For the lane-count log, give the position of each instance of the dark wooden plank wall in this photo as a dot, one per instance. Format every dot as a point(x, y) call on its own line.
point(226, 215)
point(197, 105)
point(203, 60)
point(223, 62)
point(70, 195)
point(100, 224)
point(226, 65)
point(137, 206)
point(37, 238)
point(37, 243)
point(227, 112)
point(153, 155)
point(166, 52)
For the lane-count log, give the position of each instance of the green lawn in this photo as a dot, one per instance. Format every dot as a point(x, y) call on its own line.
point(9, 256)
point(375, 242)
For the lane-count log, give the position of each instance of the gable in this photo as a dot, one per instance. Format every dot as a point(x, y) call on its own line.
# # # #
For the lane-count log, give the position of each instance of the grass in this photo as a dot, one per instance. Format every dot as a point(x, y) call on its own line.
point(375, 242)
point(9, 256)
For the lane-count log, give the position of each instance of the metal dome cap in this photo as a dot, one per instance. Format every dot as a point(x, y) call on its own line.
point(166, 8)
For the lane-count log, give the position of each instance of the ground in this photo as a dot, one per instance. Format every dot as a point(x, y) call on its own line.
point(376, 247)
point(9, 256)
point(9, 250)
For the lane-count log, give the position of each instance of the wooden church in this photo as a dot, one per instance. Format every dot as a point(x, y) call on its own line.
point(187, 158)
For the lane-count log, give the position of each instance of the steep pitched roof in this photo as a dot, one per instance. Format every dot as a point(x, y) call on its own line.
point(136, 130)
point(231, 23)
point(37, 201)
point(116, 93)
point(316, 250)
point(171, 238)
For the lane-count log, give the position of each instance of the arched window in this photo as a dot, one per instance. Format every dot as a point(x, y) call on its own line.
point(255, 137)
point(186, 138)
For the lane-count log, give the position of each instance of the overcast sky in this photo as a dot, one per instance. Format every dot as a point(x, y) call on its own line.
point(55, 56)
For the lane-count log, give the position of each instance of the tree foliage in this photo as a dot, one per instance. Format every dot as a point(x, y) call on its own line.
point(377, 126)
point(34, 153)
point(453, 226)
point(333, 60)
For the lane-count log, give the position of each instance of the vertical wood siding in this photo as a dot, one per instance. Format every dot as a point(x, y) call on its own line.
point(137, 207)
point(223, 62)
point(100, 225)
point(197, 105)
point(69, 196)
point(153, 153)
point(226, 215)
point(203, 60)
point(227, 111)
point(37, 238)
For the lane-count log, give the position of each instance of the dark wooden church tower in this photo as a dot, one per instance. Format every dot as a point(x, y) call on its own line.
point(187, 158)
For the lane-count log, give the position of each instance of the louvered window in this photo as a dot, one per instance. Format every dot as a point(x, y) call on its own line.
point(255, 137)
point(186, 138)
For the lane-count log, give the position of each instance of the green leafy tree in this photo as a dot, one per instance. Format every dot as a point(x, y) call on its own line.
# # # #
§ **Task directions**: Retype, exactly and in full, the lines above from the one containing "the green lawn" through the one containing "of the gable".

§ **Completed task**:
For the lane-count log, give the position of each instance of the green lawn in this photo as a dot, one per instance. Format every dot as a point(x, y) call on its own line.
point(9, 256)
point(375, 242)
For the lane-count log, give the position of each instance of the gable in this photo as a dot, one per instance. Format every dot as a point(x, y) call on its own line.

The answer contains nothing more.